* **QUOTED PASSAGE**:
== Segment start ==
Posted on 11 October 2016
In the first study of its kind investigating healthy individuals and their brain activity when perceiving themselves as either slim or obese, psychologists at the University of York and the Karolinska Institutet in Stockholm found that the way we perceive our bodies directly triggers neural responses which can lead to body dissatisfaction.
To create a sense of illusory body ownership, participants wore a virtual reality headset and observed a video of an obese or slim body from a first person perspective, so when looking down the body appeared to belong to them. Scientists then prodded the participants’ torso with a stick in synchronisation with the video, eliciting a vivid illusion that the stranger’s body was their own.
Monitoring brain activity in a functional magnetic resonance imaging (fMRI) scanner, scientists found a direct link between activity in the parietal lobe of the brain – relating to body perception – and the insular and anterior cingulate cortex, which controls subjective emotional processes such as pain, anger or fear.
Such research helps to shed light on why sufferers of eating disorders such as anorexia nervosa can be affected by a distorted perception of their body as overweight, when in reality this is biologically inaccurate.
== Segment end ==
* **WORK INSTRUCTION A**: Return the part of the article on body perception that runs from "Posted on 11" to "to body dissatisfaction.", word for word.
* **WORK INSTRUCTION B**: Take the article on body perception further, picking up after its final sentence.

* **Data excerpts**:
== Segment start ==
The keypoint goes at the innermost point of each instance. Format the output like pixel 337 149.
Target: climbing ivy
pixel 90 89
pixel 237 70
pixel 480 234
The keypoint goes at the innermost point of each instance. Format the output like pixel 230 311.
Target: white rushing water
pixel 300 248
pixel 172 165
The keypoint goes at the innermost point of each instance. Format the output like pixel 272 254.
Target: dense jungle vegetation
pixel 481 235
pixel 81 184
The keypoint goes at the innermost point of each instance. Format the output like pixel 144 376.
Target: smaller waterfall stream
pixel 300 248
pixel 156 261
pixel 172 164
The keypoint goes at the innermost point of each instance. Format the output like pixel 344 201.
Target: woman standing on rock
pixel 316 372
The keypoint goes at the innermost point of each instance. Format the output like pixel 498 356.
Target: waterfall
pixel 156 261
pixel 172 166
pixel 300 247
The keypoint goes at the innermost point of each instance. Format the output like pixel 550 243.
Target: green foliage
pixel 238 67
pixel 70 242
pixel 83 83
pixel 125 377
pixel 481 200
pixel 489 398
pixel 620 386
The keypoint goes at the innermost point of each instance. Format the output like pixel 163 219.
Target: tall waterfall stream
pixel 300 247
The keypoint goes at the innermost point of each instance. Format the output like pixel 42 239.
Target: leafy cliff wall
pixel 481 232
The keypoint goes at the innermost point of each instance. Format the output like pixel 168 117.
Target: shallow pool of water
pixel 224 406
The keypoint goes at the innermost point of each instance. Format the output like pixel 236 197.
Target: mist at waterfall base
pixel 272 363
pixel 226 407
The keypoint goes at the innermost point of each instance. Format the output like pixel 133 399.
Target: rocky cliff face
== Segment end ==
* **OUTPUT A**:
Posted on 11 October 2016
In the first study of its kind investigating healthy individuals and their brain activity when perceiving themselves as either slim or obese, psychologists at the University of York and the Karolinska Institutet in Stockholm found that the way we perceive our bodies directly triggers neural responses which can lead to body dissatisfaction.

* **OUTPUT B**:
Investigating healthy individuals allows researchers to examine the link between perception and emotion without the possibility that body starvation could affect biological results, as is the case when studying those with eating disorders.
Dr Catherine Preston, Lecturer in York’s Department of Psychology and lead author of the study, said: “In today’s Western society, concerns regarding body size and negative feelings towards one’s body are all too common. However, little is known about the neural mechanisms underlying negative feelings towards the body and how they relate to body perception and eating-disorder pathology.
“This research is vital in revealing the link between body perception and our emotional responses regarding body satisfaction, and may help explain the neurobiological underpinnings of eating-disorder vulnerability in women.”
Professor Henrik Ehrsson, Professor at the Karolinska Institutet and co-author of the study, added: “We know that woman are at greater risk at developing eating disorders than men, and our study demonstrates that this vulnerability is related to reduced activity in a particular area of the frontal lobe - the anterior cingulate cortex – that is related to emotional processing.”
Dr Preston hopes to follow up these findings with subsequent research investigating how emotions could affect body perception.